• _WHAT TO DO_
Extract from the records below each line in which the string "bare" occurs, copying every such line in full.

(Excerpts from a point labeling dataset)

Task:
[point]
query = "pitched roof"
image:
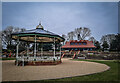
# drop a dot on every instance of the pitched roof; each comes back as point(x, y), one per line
point(89, 44)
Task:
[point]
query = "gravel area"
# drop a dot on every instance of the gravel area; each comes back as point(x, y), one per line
point(68, 68)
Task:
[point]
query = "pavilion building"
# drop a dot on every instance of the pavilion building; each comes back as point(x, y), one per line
point(79, 45)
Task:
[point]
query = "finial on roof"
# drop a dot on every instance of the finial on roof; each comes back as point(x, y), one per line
point(39, 26)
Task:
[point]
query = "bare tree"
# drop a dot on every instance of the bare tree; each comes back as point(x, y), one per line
point(65, 37)
point(82, 33)
point(71, 35)
point(6, 35)
point(92, 39)
point(108, 38)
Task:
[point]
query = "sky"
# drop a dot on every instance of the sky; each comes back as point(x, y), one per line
point(63, 17)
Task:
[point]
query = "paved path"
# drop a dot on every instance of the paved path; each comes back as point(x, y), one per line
point(68, 68)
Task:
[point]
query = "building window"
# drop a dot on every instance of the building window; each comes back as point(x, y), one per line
point(84, 43)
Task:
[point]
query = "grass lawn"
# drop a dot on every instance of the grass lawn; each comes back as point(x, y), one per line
point(108, 76)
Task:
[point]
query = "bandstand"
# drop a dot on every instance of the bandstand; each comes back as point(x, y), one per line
point(37, 36)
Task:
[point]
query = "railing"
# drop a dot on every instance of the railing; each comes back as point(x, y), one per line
point(43, 58)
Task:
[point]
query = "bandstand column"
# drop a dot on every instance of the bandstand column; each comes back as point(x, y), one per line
point(27, 50)
point(17, 51)
point(54, 46)
point(60, 49)
point(35, 48)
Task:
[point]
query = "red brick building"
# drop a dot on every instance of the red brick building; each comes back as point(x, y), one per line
point(79, 45)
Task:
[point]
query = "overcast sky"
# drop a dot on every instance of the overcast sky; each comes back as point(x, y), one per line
point(63, 17)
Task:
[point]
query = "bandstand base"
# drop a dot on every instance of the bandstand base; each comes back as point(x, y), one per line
point(37, 63)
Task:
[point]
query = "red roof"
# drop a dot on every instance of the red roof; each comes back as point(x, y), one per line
point(89, 44)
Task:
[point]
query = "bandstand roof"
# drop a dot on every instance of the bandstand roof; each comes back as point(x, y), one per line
point(41, 35)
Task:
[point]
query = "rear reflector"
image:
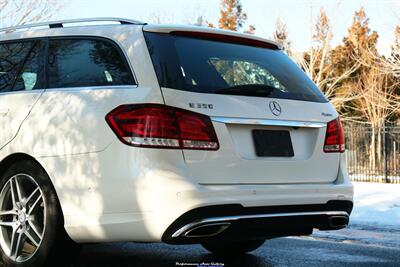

• _CORRECT RESPONSE_
query = "bare tree"
# drop a dot on every instance of the bare tree; each comes back as point(x, y), one per line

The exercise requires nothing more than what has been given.